National Institutes of Health (NIH) researchers have found a new site on HIV’s surface that is vulnerable to a powerful broadly neutralizing antibody (BNA), a discovery that could lead to new developments in the vaccine, treatment or prevention fields.

Called 35O22, the antibody binds to the viral surface, or envelope, at a site that straddles two proteins, called gp41 and gp120, that stick out of the virus. It prevents 62 percent of all known strains of HIV from infecting cells in a laboratory setting. The antibody is also highly potent, with a relatively small amount needed to neutralize the virus. The NIH researchers found that 35O22–like antibodies were common among a group of HIV-positive people whose immune systems were able to ward off a broad swath of HIV strains. They believe that this finding suggests that vaccines might have better success at prompting 35O22 antibodies than other, less common BNAs.

The hope is that a vaccine, or a prevention or treatment regimen, that elicits 35O22–like antibodies along with a few other BNAs could effectively combat the vast majority of HIV strains found around the world.

“I think that each of these antibodies has been a pretty big deal,” says Mark Connors, MD, the study’s principal investigator, who studies HIV-specific immunity at the NIH. “They tend to tell us a little bit about how [the viral] envelope works and how we might elicit these types of antibodies.”

Dataset entries
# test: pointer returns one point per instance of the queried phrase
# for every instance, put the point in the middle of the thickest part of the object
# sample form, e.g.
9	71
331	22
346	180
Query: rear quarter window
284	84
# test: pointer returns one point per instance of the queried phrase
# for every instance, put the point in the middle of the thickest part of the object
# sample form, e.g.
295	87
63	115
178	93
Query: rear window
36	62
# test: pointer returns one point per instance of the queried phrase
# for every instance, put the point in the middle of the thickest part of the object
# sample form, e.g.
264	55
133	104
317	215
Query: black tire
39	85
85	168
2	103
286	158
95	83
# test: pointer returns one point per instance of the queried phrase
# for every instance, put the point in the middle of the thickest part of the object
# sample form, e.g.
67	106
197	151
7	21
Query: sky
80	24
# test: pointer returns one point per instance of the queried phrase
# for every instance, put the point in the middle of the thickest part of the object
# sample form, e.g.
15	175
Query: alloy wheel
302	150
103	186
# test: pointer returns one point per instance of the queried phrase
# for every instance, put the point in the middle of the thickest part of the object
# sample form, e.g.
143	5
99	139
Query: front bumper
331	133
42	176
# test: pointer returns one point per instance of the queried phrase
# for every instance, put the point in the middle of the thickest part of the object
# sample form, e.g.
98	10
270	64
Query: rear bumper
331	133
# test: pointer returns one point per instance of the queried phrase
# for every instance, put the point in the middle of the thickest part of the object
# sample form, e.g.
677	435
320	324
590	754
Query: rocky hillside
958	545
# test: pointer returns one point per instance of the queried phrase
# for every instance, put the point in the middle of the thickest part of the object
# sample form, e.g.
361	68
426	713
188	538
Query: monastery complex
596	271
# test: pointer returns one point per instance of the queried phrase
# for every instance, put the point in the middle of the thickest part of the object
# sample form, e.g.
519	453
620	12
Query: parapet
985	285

__List of tasks__.
1) Duplicate everything in the HIV antibody article from "National Institutes of" down to "or prevention fields.".
2) In the HIV antibody article, what share of all known HIV strains does 35O22 keep from infecting cells in a laboratory setting?
3) Translate this sentence from the HIV antibody article into Spanish: "The antibody is also highly potent, with a relatively small amount needed to neutralize the virus."

__Task-by-task results__.
1)
National Institutes of Health (NIH) researchers have found a new site on HIV’s surface that is vulnerable to a powerful broadly neutralizing antibody (BNA), a discovery that could lead to new developments in the vaccine, treatment or prevention fields.

2) 62 percent

3) El anticuerpo también es muy potente, ya que se necesita una cantidad relativamente pequeña para neutralizar el virus.